Copy the records below word for word, keeping every line in its original order.

§ **The input**:
-- Start --

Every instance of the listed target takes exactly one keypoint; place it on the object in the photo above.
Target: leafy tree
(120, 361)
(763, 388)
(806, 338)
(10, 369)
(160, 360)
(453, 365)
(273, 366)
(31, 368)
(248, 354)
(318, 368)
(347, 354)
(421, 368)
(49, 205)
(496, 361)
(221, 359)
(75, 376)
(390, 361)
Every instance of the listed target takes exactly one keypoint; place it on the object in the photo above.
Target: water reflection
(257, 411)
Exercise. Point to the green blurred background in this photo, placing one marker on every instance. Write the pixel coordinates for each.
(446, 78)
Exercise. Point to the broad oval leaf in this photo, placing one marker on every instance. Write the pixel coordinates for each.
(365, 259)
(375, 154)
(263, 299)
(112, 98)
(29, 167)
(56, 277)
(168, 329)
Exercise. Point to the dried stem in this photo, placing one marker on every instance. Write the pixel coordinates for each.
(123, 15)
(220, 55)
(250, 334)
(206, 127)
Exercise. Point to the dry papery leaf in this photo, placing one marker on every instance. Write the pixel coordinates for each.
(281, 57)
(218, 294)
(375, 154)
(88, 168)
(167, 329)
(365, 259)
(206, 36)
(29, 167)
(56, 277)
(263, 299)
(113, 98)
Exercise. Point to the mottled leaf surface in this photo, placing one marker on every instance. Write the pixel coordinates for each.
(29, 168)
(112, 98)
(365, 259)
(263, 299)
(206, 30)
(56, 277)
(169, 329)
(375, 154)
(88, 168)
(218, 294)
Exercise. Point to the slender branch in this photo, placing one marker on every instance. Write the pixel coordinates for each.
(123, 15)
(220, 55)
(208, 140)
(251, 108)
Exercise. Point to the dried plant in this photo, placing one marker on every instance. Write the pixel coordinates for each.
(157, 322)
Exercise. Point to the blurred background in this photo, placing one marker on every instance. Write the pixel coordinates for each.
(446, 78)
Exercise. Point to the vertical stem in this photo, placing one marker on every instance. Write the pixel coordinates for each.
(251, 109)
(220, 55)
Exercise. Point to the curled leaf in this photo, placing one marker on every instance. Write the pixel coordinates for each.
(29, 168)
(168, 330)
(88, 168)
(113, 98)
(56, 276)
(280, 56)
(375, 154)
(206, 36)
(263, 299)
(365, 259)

-- End --

§ **Problem solution**:
Every instance of the listed target takes exactly one keypoint; place it on the object in the photo above.
Target: leafy tree
(120, 361)
(763, 388)
(806, 338)
(10, 369)
(160, 360)
(453, 365)
(273, 366)
(31, 368)
(248, 354)
(318, 368)
(347, 354)
(421, 368)
(49, 205)
(496, 361)
(221, 359)
(75, 376)
(390, 361)
Every instance of the listed target takes exactly one keypoint; place it on the object in the photo above.
Target: water reflection
(257, 411)
Exercise. Point to the green blurred background in this photo, placing one marker on every instance. Write the pixel coordinates for each.
(446, 78)
Exercise. Point to the broad oval leaf in this photo, placing one marker on every instance. Write the pixel coordinates for each.
(365, 259)
(375, 154)
(263, 299)
(112, 98)
(29, 167)
(56, 277)
(168, 329)
Exercise. Point to the dried stem in this photo, placing one marker on every instance. Write the pixel coordinates for each.
(123, 15)
(220, 55)
(250, 334)
(206, 127)
Exercise. Point to the dry papery leaf in this photo, placing one marker on every instance. Write the pixel coordinates for each.
(281, 57)
(218, 294)
(375, 154)
(88, 168)
(167, 329)
(365, 259)
(206, 36)
(29, 167)
(56, 277)
(263, 299)
(113, 98)
Exercise. Point to the mottled leaf surface in this photo, placing one marker on every instance. Write the pixel coordinates for each.
(29, 168)
(112, 98)
(365, 259)
(263, 299)
(206, 30)
(56, 277)
(169, 329)
(375, 154)
(88, 168)
(218, 294)
Exercise. Point to the slender branch in this photo, placing one marker on every instance. Write the pixel coordinates for each.
(123, 15)
(220, 55)
(208, 140)
(251, 108)
Exercise. Point to the dried plant in this photo, placing one marker on every instance. Write the pixel coordinates for each.
(157, 322)
Exercise. Point to the blurred background in this photo, placing one marker on every instance. Write the pixel coordinates for each.
(446, 78)
Exercise. Point to the vertical stem in this photo, placing one marker on every instance. Write the pixel coordinates for each.
(251, 109)
(220, 55)
Exercise. Point to the curled leaf in this photo, placing one marker on every instance. Write the pixel coordinates for each.
(29, 168)
(168, 330)
(88, 168)
(113, 98)
(56, 276)
(280, 56)
(375, 154)
(206, 36)
(263, 299)
(365, 259)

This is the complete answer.